**ABOUT THIS EXERCISE:**
Count the lines below that contain the string "negative", treating case as significant. Reply with the number only.

**Stored records:**
%%
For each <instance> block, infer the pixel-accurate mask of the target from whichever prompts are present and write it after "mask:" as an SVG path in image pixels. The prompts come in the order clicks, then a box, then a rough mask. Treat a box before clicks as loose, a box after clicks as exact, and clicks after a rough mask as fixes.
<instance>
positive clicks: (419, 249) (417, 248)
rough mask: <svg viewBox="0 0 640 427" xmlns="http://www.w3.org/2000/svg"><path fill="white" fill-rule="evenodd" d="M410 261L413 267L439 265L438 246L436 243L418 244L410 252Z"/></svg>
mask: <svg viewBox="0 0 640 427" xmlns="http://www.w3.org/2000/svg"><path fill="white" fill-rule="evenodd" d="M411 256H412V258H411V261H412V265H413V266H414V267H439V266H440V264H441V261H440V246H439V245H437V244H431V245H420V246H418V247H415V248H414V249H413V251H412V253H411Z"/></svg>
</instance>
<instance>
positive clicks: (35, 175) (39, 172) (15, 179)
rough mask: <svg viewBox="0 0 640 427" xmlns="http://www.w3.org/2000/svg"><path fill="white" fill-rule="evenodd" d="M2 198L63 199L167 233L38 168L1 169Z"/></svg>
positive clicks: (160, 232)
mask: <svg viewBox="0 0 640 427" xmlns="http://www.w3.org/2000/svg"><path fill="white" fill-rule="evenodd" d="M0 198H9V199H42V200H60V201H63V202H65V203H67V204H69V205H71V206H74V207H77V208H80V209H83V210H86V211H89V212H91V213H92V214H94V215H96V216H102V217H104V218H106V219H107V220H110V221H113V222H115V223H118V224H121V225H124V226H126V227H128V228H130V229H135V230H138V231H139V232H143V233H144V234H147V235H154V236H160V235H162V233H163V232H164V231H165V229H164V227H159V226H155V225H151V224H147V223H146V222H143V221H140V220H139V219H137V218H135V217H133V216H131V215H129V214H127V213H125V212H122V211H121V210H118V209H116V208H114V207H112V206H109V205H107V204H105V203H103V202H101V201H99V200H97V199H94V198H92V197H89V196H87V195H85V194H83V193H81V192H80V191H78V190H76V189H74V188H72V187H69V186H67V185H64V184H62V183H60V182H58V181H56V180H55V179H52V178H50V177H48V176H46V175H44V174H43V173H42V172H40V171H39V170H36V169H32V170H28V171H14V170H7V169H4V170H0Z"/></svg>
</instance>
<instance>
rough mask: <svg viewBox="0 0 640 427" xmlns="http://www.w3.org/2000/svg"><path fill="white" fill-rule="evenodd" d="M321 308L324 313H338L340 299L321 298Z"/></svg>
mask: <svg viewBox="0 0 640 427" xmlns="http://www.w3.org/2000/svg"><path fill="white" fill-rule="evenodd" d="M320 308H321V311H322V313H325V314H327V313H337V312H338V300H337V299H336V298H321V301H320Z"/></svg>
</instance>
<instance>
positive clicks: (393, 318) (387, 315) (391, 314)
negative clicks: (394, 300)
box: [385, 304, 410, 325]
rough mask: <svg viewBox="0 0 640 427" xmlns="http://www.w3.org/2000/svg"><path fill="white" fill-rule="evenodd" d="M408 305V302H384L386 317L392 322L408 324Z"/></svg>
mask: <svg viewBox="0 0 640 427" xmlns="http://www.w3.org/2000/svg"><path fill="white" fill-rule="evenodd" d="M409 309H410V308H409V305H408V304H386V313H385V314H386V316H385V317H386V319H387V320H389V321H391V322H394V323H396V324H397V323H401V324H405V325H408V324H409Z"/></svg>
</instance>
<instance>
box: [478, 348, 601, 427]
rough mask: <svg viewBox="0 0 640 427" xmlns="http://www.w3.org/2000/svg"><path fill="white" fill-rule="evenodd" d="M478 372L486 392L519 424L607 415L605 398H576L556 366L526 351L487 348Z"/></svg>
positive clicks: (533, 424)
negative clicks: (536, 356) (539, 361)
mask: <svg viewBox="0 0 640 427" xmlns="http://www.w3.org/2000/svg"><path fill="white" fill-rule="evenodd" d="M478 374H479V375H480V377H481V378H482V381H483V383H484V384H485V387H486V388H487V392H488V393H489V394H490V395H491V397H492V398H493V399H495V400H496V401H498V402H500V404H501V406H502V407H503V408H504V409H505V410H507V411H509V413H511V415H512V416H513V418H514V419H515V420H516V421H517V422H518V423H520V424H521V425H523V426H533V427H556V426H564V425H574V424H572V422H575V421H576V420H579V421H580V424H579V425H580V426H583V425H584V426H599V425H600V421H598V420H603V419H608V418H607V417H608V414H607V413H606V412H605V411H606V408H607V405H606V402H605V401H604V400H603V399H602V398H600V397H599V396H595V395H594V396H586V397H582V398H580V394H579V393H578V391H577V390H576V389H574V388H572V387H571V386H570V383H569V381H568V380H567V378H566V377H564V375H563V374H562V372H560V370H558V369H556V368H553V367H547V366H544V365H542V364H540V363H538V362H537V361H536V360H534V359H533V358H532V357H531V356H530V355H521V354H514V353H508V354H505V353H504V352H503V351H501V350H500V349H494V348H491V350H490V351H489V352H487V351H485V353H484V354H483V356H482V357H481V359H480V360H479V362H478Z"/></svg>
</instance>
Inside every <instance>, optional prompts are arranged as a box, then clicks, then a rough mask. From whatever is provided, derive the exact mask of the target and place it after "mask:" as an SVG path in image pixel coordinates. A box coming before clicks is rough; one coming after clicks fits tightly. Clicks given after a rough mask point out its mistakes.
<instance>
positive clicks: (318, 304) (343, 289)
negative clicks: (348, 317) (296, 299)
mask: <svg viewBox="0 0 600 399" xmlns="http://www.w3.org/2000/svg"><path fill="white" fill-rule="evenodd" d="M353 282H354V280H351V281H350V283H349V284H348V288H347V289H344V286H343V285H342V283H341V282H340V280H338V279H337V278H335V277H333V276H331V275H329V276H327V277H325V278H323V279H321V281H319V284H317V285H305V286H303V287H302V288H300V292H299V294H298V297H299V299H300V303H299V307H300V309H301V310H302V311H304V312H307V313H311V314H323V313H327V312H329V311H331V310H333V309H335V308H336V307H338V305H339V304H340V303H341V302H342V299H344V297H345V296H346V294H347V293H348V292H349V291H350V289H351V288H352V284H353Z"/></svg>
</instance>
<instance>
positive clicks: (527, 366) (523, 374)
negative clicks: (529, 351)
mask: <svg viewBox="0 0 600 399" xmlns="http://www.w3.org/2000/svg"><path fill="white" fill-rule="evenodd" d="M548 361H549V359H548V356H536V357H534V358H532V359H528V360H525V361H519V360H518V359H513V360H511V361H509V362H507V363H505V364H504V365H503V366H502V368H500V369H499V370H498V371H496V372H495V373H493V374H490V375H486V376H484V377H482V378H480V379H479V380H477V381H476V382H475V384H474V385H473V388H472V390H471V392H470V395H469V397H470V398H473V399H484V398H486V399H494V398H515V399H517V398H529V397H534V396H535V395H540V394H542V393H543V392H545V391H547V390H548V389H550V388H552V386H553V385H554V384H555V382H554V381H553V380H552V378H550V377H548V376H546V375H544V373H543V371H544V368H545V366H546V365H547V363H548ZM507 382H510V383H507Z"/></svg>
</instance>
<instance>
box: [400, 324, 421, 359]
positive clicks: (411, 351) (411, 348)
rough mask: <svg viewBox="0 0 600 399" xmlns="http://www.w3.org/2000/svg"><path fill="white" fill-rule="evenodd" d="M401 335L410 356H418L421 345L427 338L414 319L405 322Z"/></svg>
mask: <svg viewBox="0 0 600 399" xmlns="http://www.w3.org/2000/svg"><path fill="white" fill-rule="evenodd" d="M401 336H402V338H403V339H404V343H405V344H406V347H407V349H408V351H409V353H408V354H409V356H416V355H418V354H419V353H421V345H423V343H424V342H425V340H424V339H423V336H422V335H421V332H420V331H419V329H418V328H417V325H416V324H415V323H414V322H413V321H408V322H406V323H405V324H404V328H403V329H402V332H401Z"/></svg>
%%
**EXERCISE ANSWER:**
4